[Requirement] Identify every line in the listing that contains the word "post", and copy each of those lines in full.

[Dataset records on object locations]
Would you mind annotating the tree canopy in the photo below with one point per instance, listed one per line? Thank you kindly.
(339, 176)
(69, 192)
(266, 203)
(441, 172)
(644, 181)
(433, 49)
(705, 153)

--

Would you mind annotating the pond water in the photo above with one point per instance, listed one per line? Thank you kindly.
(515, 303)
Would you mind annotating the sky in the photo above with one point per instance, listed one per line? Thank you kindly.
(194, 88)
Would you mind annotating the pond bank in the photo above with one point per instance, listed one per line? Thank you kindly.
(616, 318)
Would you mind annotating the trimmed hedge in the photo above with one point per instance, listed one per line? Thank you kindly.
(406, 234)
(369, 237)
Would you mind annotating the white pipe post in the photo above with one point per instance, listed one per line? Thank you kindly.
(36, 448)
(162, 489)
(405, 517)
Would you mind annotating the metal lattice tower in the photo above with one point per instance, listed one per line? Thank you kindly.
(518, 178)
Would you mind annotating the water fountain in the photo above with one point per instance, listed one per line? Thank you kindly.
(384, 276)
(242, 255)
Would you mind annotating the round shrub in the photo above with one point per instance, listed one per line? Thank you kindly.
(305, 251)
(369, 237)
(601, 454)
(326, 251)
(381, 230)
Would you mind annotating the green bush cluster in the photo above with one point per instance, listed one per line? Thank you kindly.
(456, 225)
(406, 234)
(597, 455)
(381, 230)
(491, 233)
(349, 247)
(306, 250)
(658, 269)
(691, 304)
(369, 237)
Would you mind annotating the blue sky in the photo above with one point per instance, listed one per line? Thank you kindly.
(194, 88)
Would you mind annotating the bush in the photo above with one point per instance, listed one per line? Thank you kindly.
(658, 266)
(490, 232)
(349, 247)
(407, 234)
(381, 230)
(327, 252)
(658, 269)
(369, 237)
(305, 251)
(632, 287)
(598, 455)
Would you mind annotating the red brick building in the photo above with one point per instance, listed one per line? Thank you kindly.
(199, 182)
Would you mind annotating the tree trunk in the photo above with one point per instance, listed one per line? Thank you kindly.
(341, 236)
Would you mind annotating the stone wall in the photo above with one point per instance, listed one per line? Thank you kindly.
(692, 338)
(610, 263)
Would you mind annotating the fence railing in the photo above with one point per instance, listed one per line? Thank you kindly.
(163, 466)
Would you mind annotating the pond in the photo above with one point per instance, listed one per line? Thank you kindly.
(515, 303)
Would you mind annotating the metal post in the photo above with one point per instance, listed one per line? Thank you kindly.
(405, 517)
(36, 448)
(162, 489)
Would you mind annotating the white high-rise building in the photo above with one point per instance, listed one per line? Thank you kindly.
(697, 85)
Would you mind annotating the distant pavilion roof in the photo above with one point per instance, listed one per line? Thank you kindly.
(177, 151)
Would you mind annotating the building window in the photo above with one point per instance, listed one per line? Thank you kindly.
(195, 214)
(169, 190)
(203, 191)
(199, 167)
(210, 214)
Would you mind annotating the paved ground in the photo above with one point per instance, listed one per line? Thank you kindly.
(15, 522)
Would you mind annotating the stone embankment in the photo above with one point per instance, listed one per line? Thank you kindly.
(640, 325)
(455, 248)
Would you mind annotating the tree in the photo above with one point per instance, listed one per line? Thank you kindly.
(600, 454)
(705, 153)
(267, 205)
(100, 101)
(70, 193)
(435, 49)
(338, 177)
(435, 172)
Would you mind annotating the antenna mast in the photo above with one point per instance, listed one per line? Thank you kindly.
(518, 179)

[Complete response]
Would you mind annotating the white pipe post in the photo above with one point per instance, listed one per line? Thank you kindly.
Would you mind annotating the metal post in the photo above with one point per instance, listed one per line? Thank you kindly.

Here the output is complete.